TEXT EXTRACT —
Bug 1510708

Summary: Incorrect error messages when 2 guests on 1 host pointing at the same disk in non-shareable mode while virtlockd is enabled
Product: Red Hat Enterprise Linux 7 Reporter: Meina Li <meili>
Component: libvirtAssignee: Libvirt Maintainers <libvirt-maint>
Status: CLOSED NOTABUG QA Contact: Fangge Jin <fjin>
Severity: low Docs Contact:
Priority: unspecified    
Version: 7.5CC: dyuan, hhan, jiyan, lmen, pkrempa, rbalakri, xuzhang, yisun, zpeng
Target Milestone: rc   
Target Release: ---   
Hardware: x86_64   
OS: Linux   
Whiteboard:
Fixed In Version: Doc Type: If docs needed, set a value
Doc Text:
Story Points: ---
Clone Of: Environment:
Last Closed: 2017-11-13 12:10:42 UTC Type: Bug
Regression: --- Mount Type: ---
Documentation: --- CRM:
Verified Versions: Category: ---
oVirt Team: --- RHEL 7.3 requirements from Atomic Host:
Cloudforms Team: --- Target Upstream Version:
Embargoed:

Description Meina Li 2017-11-08 03:22:01 UTC
Description of problem:
Incorrect error messages when 2 guests on 1 host pointing at the same disk in non-shareable mode while virtlockd is enabled

Version-Release number of selected component (if applicable):
libvirt-3.9.0-1.el7.x86_64
kernel-3.10.0-766.el7.x86_64
qemu-kvm-rhev-2.10.0-4.el7.x86_64

How reproducible:
100%

Steps to Reproduce:
1. Prepare two guests which use one image without <shareable> element.

TASK GOAL —
Continue the bug report on the disk-locking error messages, picking up right after the first reproduction step.

Dataset records about object locations —
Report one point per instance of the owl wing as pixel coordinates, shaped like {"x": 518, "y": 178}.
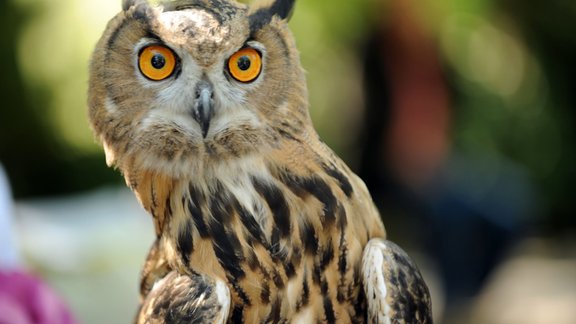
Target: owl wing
{"x": 394, "y": 288}
{"x": 178, "y": 298}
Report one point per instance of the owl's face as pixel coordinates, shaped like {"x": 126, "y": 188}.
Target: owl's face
{"x": 193, "y": 82}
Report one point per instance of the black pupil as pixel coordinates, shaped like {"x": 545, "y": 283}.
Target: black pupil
{"x": 158, "y": 61}
{"x": 243, "y": 63}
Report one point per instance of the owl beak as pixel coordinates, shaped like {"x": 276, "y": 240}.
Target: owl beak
{"x": 204, "y": 106}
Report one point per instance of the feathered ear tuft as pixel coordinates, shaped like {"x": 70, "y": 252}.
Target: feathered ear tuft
{"x": 262, "y": 16}
{"x": 127, "y": 4}
{"x": 137, "y": 9}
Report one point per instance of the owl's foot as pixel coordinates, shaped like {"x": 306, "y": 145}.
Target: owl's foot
{"x": 178, "y": 298}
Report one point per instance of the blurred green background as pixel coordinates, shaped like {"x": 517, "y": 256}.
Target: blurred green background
{"x": 504, "y": 78}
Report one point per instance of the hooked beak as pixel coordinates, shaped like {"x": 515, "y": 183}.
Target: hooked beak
{"x": 203, "y": 106}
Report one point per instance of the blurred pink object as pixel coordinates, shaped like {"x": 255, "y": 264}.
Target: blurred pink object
{"x": 25, "y": 299}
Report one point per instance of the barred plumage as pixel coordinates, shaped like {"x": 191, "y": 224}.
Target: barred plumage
{"x": 256, "y": 219}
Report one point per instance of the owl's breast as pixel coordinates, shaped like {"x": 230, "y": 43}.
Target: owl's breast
{"x": 286, "y": 245}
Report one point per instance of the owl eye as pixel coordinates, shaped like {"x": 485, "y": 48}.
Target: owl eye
{"x": 157, "y": 62}
{"x": 245, "y": 65}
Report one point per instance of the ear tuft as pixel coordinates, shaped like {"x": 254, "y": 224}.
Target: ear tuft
{"x": 262, "y": 16}
{"x": 127, "y": 4}
{"x": 283, "y": 8}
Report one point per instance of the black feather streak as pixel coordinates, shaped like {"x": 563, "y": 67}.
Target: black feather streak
{"x": 277, "y": 204}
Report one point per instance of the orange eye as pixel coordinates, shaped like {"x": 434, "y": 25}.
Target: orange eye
{"x": 157, "y": 62}
{"x": 245, "y": 65}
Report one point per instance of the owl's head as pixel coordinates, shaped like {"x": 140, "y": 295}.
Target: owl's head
{"x": 194, "y": 82}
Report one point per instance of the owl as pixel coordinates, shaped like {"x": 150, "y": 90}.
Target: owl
{"x": 202, "y": 106}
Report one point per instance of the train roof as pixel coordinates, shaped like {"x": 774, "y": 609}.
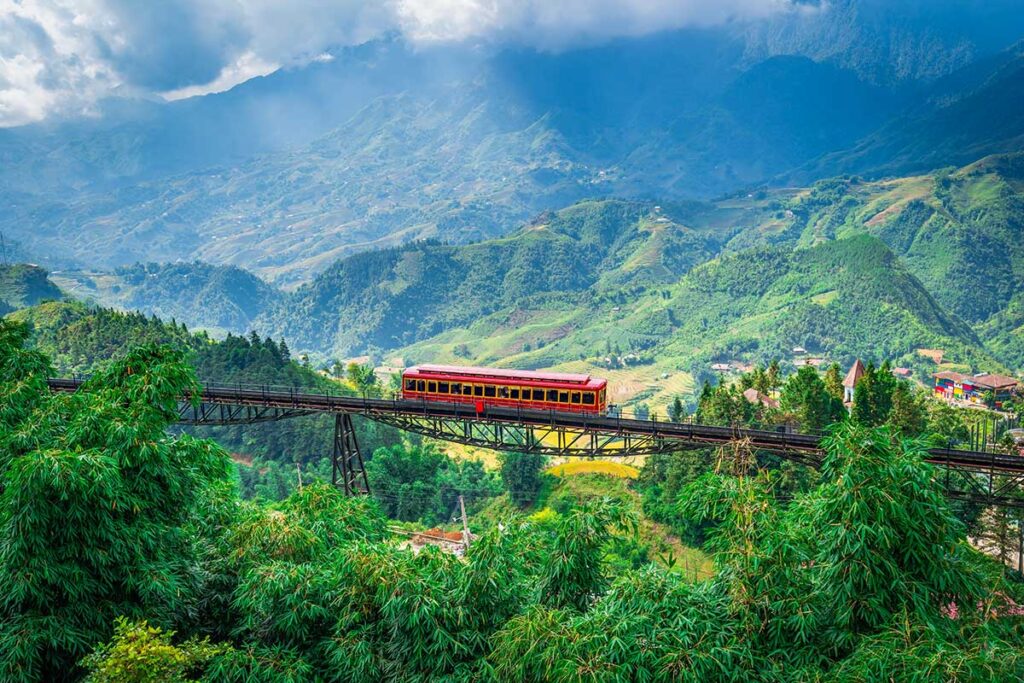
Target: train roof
{"x": 499, "y": 373}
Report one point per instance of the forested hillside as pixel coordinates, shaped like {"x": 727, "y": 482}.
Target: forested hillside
{"x": 219, "y": 299}
{"x": 128, "y": 556}
{"x": 82, "y": 339}
{"x": 23, "y": 285}
{"x": 636, "y": 281}
{"x": 386, "y": 143}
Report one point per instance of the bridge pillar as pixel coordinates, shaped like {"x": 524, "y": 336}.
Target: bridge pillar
{"x": 346, "y": 461}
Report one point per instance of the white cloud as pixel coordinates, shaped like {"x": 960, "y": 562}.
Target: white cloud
{"x": 248, "y": 66}
{"x": 549, "y": 24}
{"x": 61, "y": 56}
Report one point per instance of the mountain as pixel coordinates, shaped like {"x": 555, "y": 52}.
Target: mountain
{"x": 380, "y": 144}
{"x": 219, "y": 299}
{"x": 25, "y": 285}
{"x": 842, "y": 299}
{"x": 962, "y": 118}
{"x": 642, "y": 294}
{"x": 889, "y": 42}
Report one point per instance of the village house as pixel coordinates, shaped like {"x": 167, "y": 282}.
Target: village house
{"x": 756, "y": 397}
{"x": 850, "y": 381}
{"x": 974, "y": 388}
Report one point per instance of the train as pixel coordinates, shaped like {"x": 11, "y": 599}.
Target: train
{"x": 481, "y": 387}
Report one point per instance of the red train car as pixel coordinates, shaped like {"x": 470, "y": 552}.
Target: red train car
{"x": 512, "y": 388}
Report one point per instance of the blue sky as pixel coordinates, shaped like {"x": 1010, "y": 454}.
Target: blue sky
{"x": 61, "y": 56}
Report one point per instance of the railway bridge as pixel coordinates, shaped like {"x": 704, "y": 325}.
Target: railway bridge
{"x": 988, "y": 478}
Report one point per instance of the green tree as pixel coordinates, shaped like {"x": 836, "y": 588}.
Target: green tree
{"x": 141, "y": 653}
{"x": 834, "y": 381}
{"x": 95, "y": 505}
{"x": 907, "y": 417}
{"x": 872, "y": 397}
{"x": 522, "y": 474}
{"x": 572, "y": 577}
{"x": 806, "y": 396}
{"x": 773, "y": 376}
{"x": 361, "y": 378}
{"x": 677, "y": 413}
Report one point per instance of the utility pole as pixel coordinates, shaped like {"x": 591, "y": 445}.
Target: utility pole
{"x": 465, "y": 523}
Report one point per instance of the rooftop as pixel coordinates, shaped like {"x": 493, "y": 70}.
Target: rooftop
{"x": 856, "y": 372}
{"x": 985, "y": 380}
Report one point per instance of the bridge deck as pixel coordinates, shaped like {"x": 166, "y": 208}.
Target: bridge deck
{"x": 687, "y": 434}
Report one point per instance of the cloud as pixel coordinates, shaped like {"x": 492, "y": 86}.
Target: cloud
{"x": 61, "y": 56}
{"x": 561, "y": 24}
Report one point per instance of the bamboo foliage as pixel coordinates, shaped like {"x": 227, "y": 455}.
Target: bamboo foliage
{"x": 127, "y": 555}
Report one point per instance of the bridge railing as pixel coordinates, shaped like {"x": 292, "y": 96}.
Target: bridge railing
{"x": 389, "y": 398}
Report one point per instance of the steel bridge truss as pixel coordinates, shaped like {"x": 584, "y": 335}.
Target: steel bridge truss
{"x": 982, "y": 484}
{"x": 227, "y": 414}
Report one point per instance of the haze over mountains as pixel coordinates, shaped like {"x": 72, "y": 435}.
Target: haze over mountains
{"x": 845, "y": 177}
{"x": 385, "y": 142}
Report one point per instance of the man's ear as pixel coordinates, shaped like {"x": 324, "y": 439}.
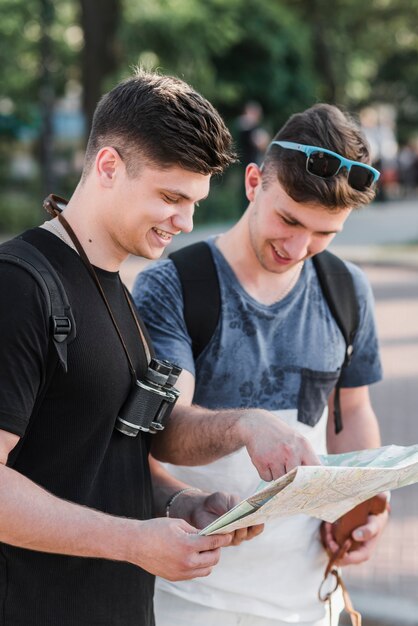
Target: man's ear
{"x": 252, "y": 180}
{"x": 107, "y": 163}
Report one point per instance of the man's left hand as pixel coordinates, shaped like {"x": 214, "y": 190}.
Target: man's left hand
{"x": 200, "y": 509}
{"x": 367, "y": 535}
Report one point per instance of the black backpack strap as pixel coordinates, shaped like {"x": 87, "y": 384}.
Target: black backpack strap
{"x": 338, "y": 288}
{"x": 29, "y": 258}
{"x": 201, "y": 293}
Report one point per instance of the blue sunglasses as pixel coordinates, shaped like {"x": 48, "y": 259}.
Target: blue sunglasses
{"x": 325, "y": 164}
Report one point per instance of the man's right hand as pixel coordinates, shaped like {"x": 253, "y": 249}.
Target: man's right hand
{"x": 274, "y": 447}
{"x": 172, "y": 549}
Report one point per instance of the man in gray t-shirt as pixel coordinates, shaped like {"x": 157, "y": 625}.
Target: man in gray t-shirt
{"x": 278, "y": 348}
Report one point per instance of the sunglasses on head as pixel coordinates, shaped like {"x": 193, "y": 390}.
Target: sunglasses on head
{"x": 325, "y": 164}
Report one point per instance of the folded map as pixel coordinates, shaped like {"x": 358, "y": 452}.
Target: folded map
{"x": 324, "y": 491}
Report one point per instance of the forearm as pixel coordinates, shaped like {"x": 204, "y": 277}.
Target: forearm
{"x": 164, "y": 486}
{"x": 197, "y": 436}
{"x": 360, "y": 425}
{"x": 32, "y": 518}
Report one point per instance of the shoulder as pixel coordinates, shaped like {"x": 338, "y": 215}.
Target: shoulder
{"x": 360, "y": 280}
{"x": 157, "y": 280}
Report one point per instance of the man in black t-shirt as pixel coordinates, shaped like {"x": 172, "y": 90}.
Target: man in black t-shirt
{"x": 78, "y": 542}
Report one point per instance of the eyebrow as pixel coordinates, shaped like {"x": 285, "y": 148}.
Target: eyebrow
{"x": 296, "y": 222}
{"x": 181, "y": 194}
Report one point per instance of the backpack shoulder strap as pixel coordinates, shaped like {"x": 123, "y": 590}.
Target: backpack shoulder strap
{"x": 338, "y": 288}
{"x": 29, "y": 258}
{"x": 201, "y": 293}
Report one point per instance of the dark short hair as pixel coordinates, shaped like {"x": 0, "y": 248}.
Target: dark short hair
{"x": 162, "y": 121}
{"x": 325, "y": 126}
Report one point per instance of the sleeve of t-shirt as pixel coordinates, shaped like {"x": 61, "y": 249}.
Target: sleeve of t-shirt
{"x": 158, "y": 296}
{"x": 365, "y": 367}
{"x": 24, "y": 338}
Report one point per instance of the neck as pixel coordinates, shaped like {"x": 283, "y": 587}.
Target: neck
{"x": 85, "y": 214}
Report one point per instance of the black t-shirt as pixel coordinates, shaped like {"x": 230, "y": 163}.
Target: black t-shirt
{"x": 69, "y": 444}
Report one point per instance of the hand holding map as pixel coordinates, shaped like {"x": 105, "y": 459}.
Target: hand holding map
{"x": 325, "y": 491}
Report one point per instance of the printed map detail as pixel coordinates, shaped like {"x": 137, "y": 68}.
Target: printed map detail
{"x": 324, "y": 491}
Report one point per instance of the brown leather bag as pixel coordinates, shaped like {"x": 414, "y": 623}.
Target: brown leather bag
{"x": 341, "y": 530}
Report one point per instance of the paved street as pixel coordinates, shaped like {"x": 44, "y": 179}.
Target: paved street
{"x": 386, "y": 588}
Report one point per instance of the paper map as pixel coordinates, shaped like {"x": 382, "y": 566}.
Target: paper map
{"x": 324, "y": 491}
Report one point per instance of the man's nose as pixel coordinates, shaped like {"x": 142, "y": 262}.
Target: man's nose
{"x": 297, "y": 246}
{"x": 184, "y": 219}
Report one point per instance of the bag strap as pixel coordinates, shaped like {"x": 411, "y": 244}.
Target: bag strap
{"x": 62, "y": 323}
{"x": 201, "y": 292}
{"x": 202, "y": 301}
{"x": 338, "y": 288}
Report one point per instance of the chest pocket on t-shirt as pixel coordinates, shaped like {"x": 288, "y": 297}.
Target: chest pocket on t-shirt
{"x": 314, "y": 391}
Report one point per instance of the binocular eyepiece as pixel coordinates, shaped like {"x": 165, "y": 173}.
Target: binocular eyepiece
{"x": 151, "y": 400}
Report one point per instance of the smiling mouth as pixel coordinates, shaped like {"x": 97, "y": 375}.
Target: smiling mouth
{"x": 285, "y": 258}
{"x": 164, "y": 234}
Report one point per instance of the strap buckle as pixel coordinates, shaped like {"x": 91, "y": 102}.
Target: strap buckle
{"x": 61, "y": 327}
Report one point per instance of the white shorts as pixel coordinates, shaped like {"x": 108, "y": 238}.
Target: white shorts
{"x": 170, "y": 610}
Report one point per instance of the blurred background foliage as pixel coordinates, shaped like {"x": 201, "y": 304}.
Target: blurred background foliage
{"x": 58, "y": 56}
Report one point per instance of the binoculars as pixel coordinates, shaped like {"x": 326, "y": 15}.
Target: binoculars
{"x": 151, "y": 400}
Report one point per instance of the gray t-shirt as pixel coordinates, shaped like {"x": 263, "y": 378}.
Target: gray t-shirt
{"x": 281, "y": 356}
{"x": 286, "y": 358}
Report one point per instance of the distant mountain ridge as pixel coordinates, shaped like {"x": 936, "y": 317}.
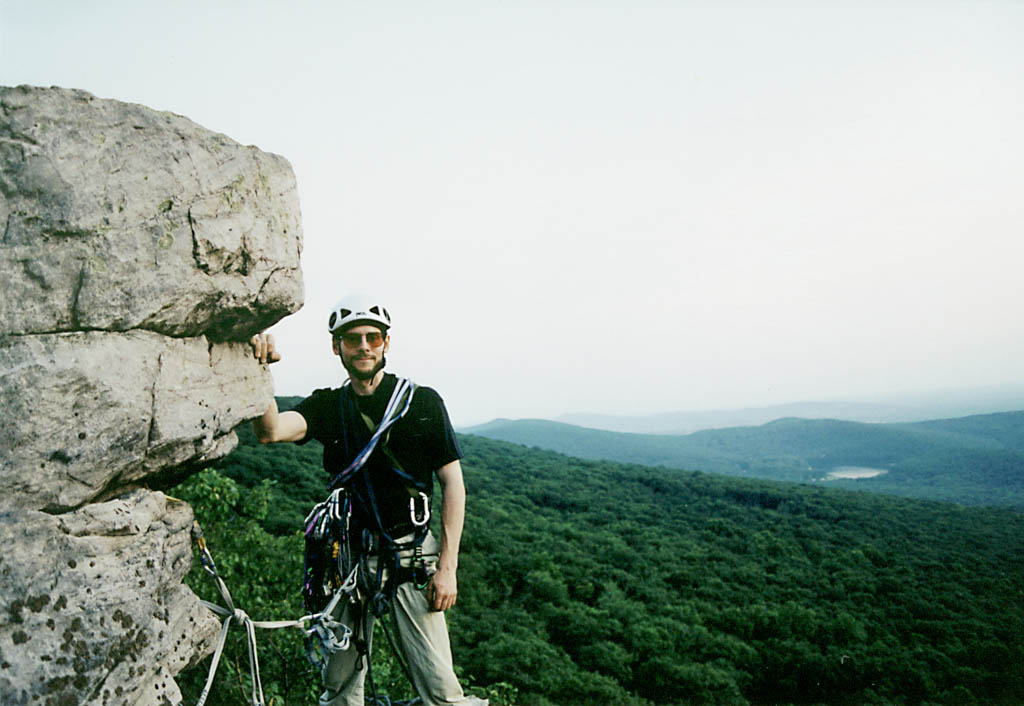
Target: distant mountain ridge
{"x": 902, "y": 408}
{"x": 970, "y": 460}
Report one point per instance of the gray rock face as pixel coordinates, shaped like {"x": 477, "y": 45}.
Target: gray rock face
{"x": 138, "y": 251}
{"x": 95, "y": 610}
{"x": 116, "y": 217}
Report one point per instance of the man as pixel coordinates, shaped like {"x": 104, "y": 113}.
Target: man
{"x": 384, "y": 440}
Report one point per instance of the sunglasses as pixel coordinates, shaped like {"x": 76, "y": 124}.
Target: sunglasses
{"x": 353, "y": 340}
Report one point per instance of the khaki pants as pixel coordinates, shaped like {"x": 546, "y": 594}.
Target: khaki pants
{"x": 422, "y": 637}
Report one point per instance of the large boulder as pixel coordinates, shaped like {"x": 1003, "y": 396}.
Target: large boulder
{"x": 138, "y": 252}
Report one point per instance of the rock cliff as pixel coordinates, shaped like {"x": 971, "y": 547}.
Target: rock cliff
{"x": 138, "y": 251}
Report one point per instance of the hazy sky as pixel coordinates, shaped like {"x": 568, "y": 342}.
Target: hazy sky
{"x": 612, "y": 206}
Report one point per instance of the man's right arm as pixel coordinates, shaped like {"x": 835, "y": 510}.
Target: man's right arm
{"x": 274, "y": 426}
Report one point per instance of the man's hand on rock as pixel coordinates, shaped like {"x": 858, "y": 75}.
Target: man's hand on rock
{"x": 263, "y": 348}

RESPONSE —
 <disk type='file' device='disk'>
      <driver name='qemu' type='raw' cache='none'/>
      <source file='/var/lib/libvirt/images/lmn.qcow2'/>
      <target dev='hda' bus='ide'/>
      <address type='drive' controller='0' bus='0' target='0' unit='0'/>
    </disk>
2. Config /etc/libvirt/qemu-lockd.conf.
    #vim /etc/libvirt/qemu-lockd.conf
    auto_disk_leases = 1
    require_lease_for_disks = 1
    file_lockspace_dir = "/var/lib/libvirt/lockd/files"
    #vim /etc/libvirt/qemu.conf
    lock_manager = "lockd"
3. Service start
    #systemctl start virtlockd
    #systemctl restart libvirtd
4. Start two guest.
    # virsh start lmn
    Domain lmn started
    # virsh start test
error: Failed to start domain test
error: internal error: process exited while connecting to monitor: 2017-11-07T09:53:44.435636Z qemu-kvm: -chardev pty,id=charserial0: char device redirected to /dev/pts/4 (label charserial0)
2017-11-07T09:53:44.437831Z qemu-kvm: -drive file=/var/lib/libvirt/images/lmn.qcow2,format=qcow2,if=none,id=drive-virtio-disk0,cache=none,aio=native: Failed to get "write" lock
Is another process using the image?  

Actual results:
As above descriptions.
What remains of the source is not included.